*** Opening SUPPLIED PASSAGE ***
Excommunicated and ejected, Blair, along with others, fitted out a ship, intending to go to America in 1636; however the weather proved so bad that they were beaten back, and, returning to Scotland, he lived partly in that country and partly in England. Orders were issued in England for his apprehension in 1637, but he escaped to Scotland, and preached for some time in Ayr. He was invited to go to France as chaplain to the regiment of Colonel Patrick Hepburn of Waughton, but after embarking at Leith he was threatened by a soldier whom he had reproved for swearing, and went ashore again. He also petitioned the privy council 'for liberty to preach the gospel,' and received an appointment at Burntisland in April 1638. He was nominated to St. Andrews in the same year, and was admitted there on 8 October 1639.

====During the War of the Three Kingdoms====

Between 1639 and 1653 there were several military and religious conflicts between England, Scotland and Ireland.

In the Second Bishops' War of 1640, Blair accompanied the Scottish army on its march into England. He assisted in the negotiations for the treaty of peace presented by Charles I on 8 November 1641. After the Irish Rebellion of 1641 he once more went to Ireland with several other clergymen of the Scottish kirk, the Irish general assembly (presbyterian) having petitioned for supplies for their vacant charges. He afterwards returned to St. Andrews.
*** Closing SUPPLIED PASSAGE ***
* EXERCISE DETAILS *
Can you output the passage about Blair word for word, from "In the Second" up to and including "to St. Andrews."?
*** Opening AVAILABLE DATA ***
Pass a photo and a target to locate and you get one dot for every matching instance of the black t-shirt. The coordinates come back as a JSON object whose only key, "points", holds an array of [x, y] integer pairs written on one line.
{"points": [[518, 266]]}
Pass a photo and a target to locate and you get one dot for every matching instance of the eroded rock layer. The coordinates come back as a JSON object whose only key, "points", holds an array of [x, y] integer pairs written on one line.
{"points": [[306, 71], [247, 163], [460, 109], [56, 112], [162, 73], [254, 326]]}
*** Closing AVAILABLE DATA ***
* ANSWER SPACE *
In the Second Bishops' War of 1640, Blair accompanied the Scottish army on its march into England. He assisted in the negotiations for the treaty of peace presented by Charles I on 8 November 1641. After the Irish Rebellion of 1641 he once more went to Ireland with several other clergymen of the Scottish kirk, the Irish general assembly (presbyterian) having petitioned for supplies for their vacant charges. He afterwards returned to St. Andrews.